* start TEXT TO READ *

Lazzaro Bonamico

Life
Lazzaro (or Lazaro) was a great Venetian humanist of fifteenth century. He was born between 1477 and 1479 from Amico (son of Sebastiano) and Dorotea, in Bassano del Grappa (Vicenza, Italy). Lazzaro's native home (photo 1, 2 and 3) lies in the uptown, in the square that bears his name.
He began his cultural training in Bassano, then moved to Padua, where he was a pupil of Pietro Pomponazzi and Niccolò Leoniceno. In 1510, in Mantova, assumed the appointment of tutor of Francesco Cantelmo and then of Galeazzo Gonzaga. In 1519 he went back to Padua and in 1521 moved to Rome, where he was in contact with Angelo Colocci, and in 1527 was in Venice and then in Padua. In 1530 he moved definitively to Padua, where he was appointed as a professor of Greek and Latin at the local University.
From a letter written by Lazzaro's Hungarian friend Sigmund Gelous Torda to František Révai we know that in 1549 he had an accident: he tumbled down the stairs and broke his hip, so he could not move his right leg, and he was cured "by physicians and surgeons". In spite of this accident, which occurred when he was an old man (about 70 years old), Lazzaro lived fot three more years and died in Padua in 1552.
The humanist was also known as Lazzaro da Bassano and his surname is also reported as Bonamici, Buonamico, Buonamici, Bonamigo, Bassani or Basciano.

Works
Lazzaro was a pupil of Pietro Pomponazzi and commented and continued the work of his master, above all in the field of physics. Contrarily to other fellow disciples, he openly supported the materialistic ideas of the master, together with Giulio Cesare Scaligero, Simone Porzio, Andrea Cesalpino, Sperone Speroni, and the professor Cremonino da Cento who made carve on his tomstone: "Hic iacet Cremoninus totus", meaning that, besides the body, buried in the grave, there was nothing.
He was an authoritative exponent of the group of the Ciceronians, aimed to spread a style inspired to the return to the Roman classicism, taking as their models Cicero (for prose) and Virgil (for poetry), even for works in vulgar tongue (the present Italian language). Lazzaro was a friend of Pietro Bembo, the most authoritative of the Ciceronians, even if with some reservation for its positions.
He was a member of Padua's Accademia degli Infiammati, founded in 1540 by Leone Orsini with the motto «Burnt the mortal, to heaven will ascend the eternal».Other members were Pietro Aretino, Ruzante, Sperone Speroni, Benedetto Varchi and Luigi Alamanni. There were held exercises also in Greek and Latin. With Speroni, who took the chair of the Academy in 1542, the activity was carried out mostly in vulgar, on philosophical and literary arguments. The Academy was dissolved between 1545 and 1550.

* end TEXT TO READ *
* start ITEMS *

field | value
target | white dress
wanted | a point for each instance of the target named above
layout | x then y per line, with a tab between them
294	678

* end ITEMS *

▸ TASK SET
1. Please rewrite the Lazzaro Bonamico text from "Lazzaro Bonamico" to "bears his name.", putting "scholar" in place of "humanist".
2. Extend the Lazzaro Bonamico text with the passage that would come after its final sentence.

▸ FINAL RESULTS
1.
Lazzaro Bonamico

Life
Lazzaro (or Lazaro) was a great Venetian scholar of fifteenth century. He was born between 1477 and 1479 from Amico (son of Sebastiano) and Dorotea, in Bassano del Grappa (Vicenza, Italy). Lazzaro's native home (photo 1, 2 and 3) lies in the uptown, in the square that bears his name.

2.
Between his pupils in Venice the future cardinal Agostino Valier (or Valeri), (1531-1606) who later was the bishop of Verona, and moreover was master of Bunel, Dolet and Longueil.
He was an authoritative supporter of the superiority of the Latin on the vulgar, and so he appears in the Dialogo delle lingue (Dialogue of languages, 1542) by Sperone Speroni, in which he imagines a debate between Lazzaro, Pietro Bembo and two anonymous characters, on the occasion of the appointment to Lazzaro of the chair of Greek and Latin eloquence.
Barthélemy Masson, sent on a mission in Italy by Francis Ist of France, in Padua met and described with great praises, besides Alessandro Socino, also Lazzaro Bonamico, with whom he met by a common friend.
None of the works of Lazzaro was sent to the press while he was still alive, and the circulation of his ideas was entrusted mainly to manuscripts and university lessons, in which imposed the secret to his own disciples. His most important work (Concetti della lingua latina, Concepts of the Latin language) was printed for the first time in 1562, even if this contrasts with what was written in 1539 by the Venetian bookseller and humanist Nicolò Franco, who quotes the works of Lazzaro between those that could not lack in a serious bookshop. The humanist from Cremona Benedetto Lampridio, wrote a 'metropindaric' ode to Lazzaro Bonamico.

a portrait
A bronze bust of Lazzaro is exposed in the Museo Civico of Bassano del Grappa; it was sculptured by Danese Cattaneo (or Cataneo) (approx. 1509-1573), native of Colonnata (near Carrara, Tuscany), a mannerist sculptor, pupil of Sansovino. The work is considered a kind of prototype for the typology of the portrait-busts.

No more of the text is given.